▶ _Text_:
§ §

Jennifer Carpenter knows what it's like to be put through the wringer. Her ordeals in the past few years include being possessed by the devil and battling virus-infected zombies. Much of her present schedule involves playing a driven but hypersensitive homicide detective on the hit Showtime drama "Dexter," who has no clue that her beloved half-brother moonlights as a serial killer.
But the actress is hoping for some daylight. Inside Carpenter's gallery of intense, troubled characters is a clown just busting to break loose.
"I do feel like I've been denied the pleasure of making people laugh," proclaimed Carpenter with a chuckle. She currently plays foul-mouthed investigator Debra Morgan, half-sister to police blood splatter expert/killer Dexter Morgan (Michael C. Hall). "I just really want to do a comedy, even a dark comedy. My dream would be a Woody Allen comedy where I could sing."
While hitting some high notes might not fit her current job description, the tall, reed-thin Carpenter does manage to inject some humor in her role.

§ §

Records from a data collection
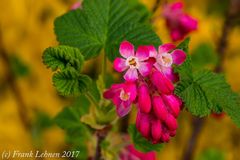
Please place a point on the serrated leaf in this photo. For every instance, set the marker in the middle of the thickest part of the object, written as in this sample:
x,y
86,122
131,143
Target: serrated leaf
x,y
208,92
70,82
103,24
62,57
204,56
141,143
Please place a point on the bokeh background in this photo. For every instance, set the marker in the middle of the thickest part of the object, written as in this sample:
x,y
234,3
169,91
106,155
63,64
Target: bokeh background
x,y
27,94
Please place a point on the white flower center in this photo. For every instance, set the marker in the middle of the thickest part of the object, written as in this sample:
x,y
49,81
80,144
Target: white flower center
x,y
132,62
124,96
165,60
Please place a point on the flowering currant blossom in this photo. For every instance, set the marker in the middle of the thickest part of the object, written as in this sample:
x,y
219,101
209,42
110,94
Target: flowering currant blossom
x,y
166,56
76,5
130,153
132,62
178,22
149,84
122,96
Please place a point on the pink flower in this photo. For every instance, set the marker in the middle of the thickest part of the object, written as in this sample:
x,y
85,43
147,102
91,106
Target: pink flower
x,y
132,62
122,95
130,153
178,22
76,5
166,56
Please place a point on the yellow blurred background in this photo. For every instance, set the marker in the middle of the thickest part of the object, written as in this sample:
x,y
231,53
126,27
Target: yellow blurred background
x,y
27,29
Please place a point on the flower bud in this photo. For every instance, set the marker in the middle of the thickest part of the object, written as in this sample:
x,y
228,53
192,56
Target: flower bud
x,y
163,84
159,108
156,130
165,137
171,122
144,125
173,103
144,100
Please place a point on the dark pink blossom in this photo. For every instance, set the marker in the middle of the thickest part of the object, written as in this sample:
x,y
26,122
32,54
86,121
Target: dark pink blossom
x,y
166,56
122,95
178,22
132,62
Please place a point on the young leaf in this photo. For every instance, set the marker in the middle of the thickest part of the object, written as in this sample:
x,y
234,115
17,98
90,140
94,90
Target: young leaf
x,y
63,57
141,143
103,24
204,57
208,92
69,82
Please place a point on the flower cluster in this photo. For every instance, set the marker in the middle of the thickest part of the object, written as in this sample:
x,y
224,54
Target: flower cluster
x,y
149,79
178,22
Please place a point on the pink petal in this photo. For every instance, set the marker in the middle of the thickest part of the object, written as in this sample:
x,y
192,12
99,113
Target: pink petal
x,y
173,103
179,56
176,6
145,125
177,34
110,93
132,89
144,100
142,53
126,49
131,75
123,109
169,73
152,51
188,23
119,64
156,129
165,137
76,5
171,122
166,48
144,68
163,84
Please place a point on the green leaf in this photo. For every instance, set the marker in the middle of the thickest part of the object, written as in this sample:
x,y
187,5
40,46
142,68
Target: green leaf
x,y
141,143
211,154
69,82
204,56
208,92
62,57
103,24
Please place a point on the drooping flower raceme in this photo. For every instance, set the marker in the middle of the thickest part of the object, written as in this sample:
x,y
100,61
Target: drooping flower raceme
x,y
178,22
149,84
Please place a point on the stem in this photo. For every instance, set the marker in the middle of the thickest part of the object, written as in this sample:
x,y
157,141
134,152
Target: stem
x,y
198,123
91,99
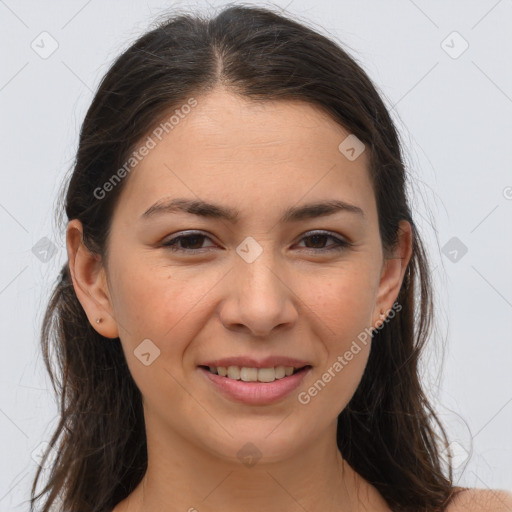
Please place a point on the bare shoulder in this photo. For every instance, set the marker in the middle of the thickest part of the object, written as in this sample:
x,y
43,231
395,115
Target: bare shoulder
x,y
481,500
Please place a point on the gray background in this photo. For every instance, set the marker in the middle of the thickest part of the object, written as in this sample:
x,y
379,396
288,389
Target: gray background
x,y
453,109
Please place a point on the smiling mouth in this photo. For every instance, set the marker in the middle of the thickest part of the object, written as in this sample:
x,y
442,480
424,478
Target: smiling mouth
x,y
254,374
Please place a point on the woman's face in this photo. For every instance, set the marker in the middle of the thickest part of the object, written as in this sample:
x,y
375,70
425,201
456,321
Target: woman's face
x,y
254,285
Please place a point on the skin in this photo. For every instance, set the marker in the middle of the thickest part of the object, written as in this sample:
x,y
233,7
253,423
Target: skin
x,y
259,158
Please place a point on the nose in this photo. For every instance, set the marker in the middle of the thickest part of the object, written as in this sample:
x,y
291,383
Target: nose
x,y
258,298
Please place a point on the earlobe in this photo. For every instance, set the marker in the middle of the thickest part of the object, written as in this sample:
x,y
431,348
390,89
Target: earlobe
x,y
89,282
393,271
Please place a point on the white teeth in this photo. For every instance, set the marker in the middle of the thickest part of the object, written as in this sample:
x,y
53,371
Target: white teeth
x,y
249,374
253,374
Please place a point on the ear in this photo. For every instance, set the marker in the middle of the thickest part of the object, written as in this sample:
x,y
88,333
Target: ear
x,y
393,272
89,281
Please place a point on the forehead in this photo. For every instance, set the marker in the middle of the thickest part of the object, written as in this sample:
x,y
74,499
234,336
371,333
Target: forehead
x,y
245,153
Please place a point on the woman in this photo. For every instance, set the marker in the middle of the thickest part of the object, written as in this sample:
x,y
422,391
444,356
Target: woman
x,y
239,323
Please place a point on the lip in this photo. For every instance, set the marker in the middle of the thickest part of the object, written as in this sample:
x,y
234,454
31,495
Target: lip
x,y
256,393
250,362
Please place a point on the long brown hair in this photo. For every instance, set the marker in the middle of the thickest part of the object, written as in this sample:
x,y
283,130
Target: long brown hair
x,y
389,432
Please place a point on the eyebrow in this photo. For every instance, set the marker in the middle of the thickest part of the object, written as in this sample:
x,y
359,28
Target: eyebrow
x,y
214,211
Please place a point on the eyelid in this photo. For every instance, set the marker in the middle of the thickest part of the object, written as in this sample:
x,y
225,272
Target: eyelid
x,y
342,242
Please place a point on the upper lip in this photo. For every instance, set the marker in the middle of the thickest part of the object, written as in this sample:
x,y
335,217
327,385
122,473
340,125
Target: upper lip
x,y
252,362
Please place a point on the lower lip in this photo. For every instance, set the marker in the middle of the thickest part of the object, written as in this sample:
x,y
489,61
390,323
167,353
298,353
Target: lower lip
x,y
256,393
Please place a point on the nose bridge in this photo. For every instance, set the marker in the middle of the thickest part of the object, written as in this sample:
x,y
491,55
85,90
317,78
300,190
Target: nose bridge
x,y
258,298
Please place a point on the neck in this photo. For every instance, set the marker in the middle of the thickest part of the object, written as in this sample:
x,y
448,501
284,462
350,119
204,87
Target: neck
x,y
184,477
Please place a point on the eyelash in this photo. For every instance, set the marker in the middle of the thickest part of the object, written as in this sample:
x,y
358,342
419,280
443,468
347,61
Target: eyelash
x,y
340,244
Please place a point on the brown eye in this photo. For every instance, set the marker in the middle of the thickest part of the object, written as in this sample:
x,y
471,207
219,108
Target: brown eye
x,y
189,243
317,242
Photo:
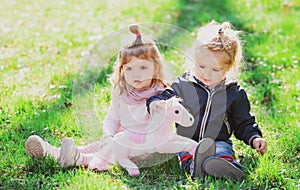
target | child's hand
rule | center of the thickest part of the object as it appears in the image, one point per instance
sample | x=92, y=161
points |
x=156, y=106
x=260, y=145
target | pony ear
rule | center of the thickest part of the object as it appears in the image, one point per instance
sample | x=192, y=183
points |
x=158, y=106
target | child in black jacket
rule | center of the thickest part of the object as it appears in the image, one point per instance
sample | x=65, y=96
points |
x=219, y=105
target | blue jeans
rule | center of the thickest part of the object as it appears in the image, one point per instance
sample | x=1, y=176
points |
x=225, y=148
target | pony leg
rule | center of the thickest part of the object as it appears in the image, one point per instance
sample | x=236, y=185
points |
x=177, y=144
x=131, y=167
x=122, y=156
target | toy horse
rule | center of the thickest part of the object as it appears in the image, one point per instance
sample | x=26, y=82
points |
x=158, y=136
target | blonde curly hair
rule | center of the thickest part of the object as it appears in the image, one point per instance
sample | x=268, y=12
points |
x=140, y=49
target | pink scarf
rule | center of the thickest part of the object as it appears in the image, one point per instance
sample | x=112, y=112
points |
x=138, y=96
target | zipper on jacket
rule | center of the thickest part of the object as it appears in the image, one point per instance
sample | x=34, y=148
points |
x=206, y=113
x=227, y=124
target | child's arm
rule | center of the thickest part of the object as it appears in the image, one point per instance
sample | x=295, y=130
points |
x=112, y=121
x=165, y=95
x=243, y=123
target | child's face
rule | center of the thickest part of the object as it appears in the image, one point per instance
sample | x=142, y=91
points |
x=139, y=73
x=210, y=67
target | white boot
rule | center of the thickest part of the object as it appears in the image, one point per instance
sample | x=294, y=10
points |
x=37, y=147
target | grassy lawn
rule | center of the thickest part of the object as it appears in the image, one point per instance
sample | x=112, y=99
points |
x=47, y=89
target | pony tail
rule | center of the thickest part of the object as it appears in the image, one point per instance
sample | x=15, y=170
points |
x=136, y=30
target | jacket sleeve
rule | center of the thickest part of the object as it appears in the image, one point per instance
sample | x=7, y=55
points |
x=112, y=119
x=243, y=123
x=165, y=95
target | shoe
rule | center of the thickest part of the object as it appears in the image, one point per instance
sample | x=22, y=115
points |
x=206, y=148
x=37, y=147
x=69, y=153
x=219, y=167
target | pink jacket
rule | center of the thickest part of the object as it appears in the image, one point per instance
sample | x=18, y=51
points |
x=129, y=112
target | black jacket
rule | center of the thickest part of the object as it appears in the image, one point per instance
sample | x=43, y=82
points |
x=218, y=112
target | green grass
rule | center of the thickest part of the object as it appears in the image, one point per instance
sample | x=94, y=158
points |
x=43, y=44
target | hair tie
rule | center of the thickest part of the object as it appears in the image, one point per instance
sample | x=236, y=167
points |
x=136, y=30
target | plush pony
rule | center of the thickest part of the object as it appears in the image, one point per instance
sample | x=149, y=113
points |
x=158, y=136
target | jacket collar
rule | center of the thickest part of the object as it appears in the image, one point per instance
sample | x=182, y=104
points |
x=190, y=76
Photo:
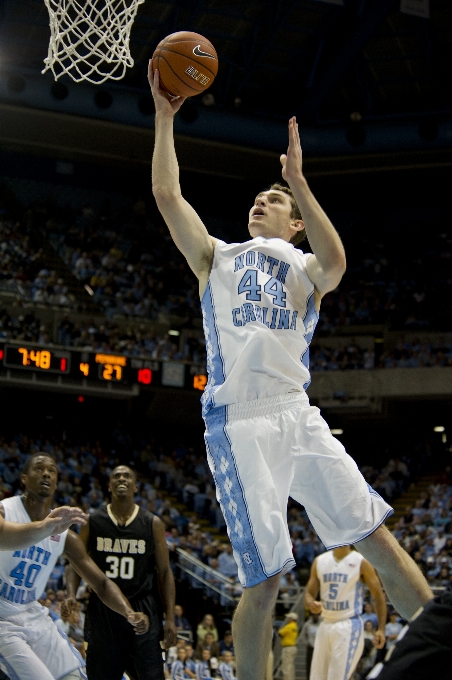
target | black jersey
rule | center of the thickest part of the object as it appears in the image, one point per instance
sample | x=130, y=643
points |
x=125, y=553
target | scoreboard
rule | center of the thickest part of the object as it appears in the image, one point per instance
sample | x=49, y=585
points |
x=76, y=369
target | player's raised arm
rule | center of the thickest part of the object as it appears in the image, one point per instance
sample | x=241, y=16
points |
x=14, y=536
x=186, y=228
x=105, y=589
x=327, y=266
x=370, y=578
x=312, y=591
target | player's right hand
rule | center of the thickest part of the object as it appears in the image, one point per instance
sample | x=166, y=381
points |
x=67, y=607
x=62, y=518
x=315, y=607
x=139, y=621
x=164, y=103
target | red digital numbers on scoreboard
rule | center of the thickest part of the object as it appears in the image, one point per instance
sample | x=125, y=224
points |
x=145, y=376
x=199, y=382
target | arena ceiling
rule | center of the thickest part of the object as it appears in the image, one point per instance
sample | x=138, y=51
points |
x=320, y=60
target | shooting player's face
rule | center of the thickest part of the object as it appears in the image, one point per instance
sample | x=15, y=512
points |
x=42, y=477
x=270, y=215
x=122, y=482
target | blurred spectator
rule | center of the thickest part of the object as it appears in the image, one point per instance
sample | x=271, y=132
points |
x=207, y=625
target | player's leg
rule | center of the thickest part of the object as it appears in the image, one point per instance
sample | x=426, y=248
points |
x=347, y=644
x=17, y=659
x=252, y=477
x=321, y=656
x=147, y=660
x=403, y=581
x=344, y=509
x=31, y=647
x=252, y=628
x=107, y=635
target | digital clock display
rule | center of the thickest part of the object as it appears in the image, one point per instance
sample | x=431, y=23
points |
x=34, y=358
x=89, y=369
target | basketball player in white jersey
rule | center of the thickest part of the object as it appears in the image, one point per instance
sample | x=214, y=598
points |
x=260, y=302
x=339, y=575
x=14, y=536
x=31, y=646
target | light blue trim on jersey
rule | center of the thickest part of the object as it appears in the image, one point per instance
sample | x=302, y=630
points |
x=359, y=598
x=310, y=320
x=12, y=675
x=355, y=635
x=231, y=496
x=215, y=363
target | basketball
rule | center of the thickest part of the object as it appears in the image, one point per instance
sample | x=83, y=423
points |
x=187, y=63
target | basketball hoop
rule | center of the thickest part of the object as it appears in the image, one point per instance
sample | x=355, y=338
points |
x=89, y=39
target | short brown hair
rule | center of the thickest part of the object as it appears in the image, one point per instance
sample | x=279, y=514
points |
x=295, y=213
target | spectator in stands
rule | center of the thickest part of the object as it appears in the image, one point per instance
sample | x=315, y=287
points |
x=227, y=643
x=207, y=625
x=289, y=635
x=210, y=644
x=393, y=628
x=205, y=668
x=179, y=669
x=226, y=667
x=180, y=621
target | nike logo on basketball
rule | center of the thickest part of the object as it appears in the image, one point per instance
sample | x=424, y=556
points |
x=200, y=53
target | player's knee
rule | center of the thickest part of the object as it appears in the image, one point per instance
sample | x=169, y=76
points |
x=264, y=594
x=74, y=675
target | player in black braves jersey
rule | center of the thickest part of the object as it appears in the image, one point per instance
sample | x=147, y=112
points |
x=128, y=544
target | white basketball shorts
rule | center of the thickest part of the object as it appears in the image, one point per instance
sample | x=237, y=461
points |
x=338, y=648
x=260, y=453
x=32, y=647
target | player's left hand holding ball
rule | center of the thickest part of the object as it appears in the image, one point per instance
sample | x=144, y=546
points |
x=164, y=103
x=139, y=621
x=379, y=639
x=62, y=518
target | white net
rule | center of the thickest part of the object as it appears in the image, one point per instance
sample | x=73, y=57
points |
x=89, y=39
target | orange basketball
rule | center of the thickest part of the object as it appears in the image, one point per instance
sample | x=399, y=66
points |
x=187, y=63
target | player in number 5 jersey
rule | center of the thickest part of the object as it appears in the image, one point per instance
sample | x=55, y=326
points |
x=260, y=302
x=339, y=575
x=31, y=646
x=128, y=544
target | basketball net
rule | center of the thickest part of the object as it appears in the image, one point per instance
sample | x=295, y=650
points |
x=89, y=39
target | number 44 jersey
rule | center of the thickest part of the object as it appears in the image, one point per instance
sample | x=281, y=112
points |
x=125, y=553
x=259, y=318
x=24, y=573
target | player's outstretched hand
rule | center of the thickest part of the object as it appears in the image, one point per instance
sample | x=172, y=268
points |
x=139, y=621
x=379, y=639
x=292, y=161
x=67, y=606
x=61, y=519
x=169, y=634
x=315, y=607
x=164, y=103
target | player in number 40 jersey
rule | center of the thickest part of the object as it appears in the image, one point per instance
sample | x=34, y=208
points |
x=31, y=646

§ §

▶ _Using the information_:
A. Answer these questions from the Jennifer Carpenter article.
(i) Which network airs "Dexter"?
(ii) What is Dexter Morgan's police job?
(iii) What does Carpenter call her dream project?
B. Quote the Jennifer Carpenter article between "Jennifer Carpenter knows" and "to break loose.", inclusive.

▶ _Answer section_:
A.
(i) Showtime
(ii) Blood splatter expert
(iii) A Woody Allen comedy where she could sing

B.
Jennifer Carpenter knows what it's like to be put through the wringer. Her ordeals in the past few years include being possessed by the devil and battling virus-infected zombies. Much of her present schedule involves playing a driven but hypersensitive homicide detective on the hit Showtime drama "Dexter," who has no clue that her beloved half-brother moonlights as a serial killer.
But the actress is hoping for some daylight. Inside Carpenter's gallery of intense, troubled characters is a clown just busting to break loose.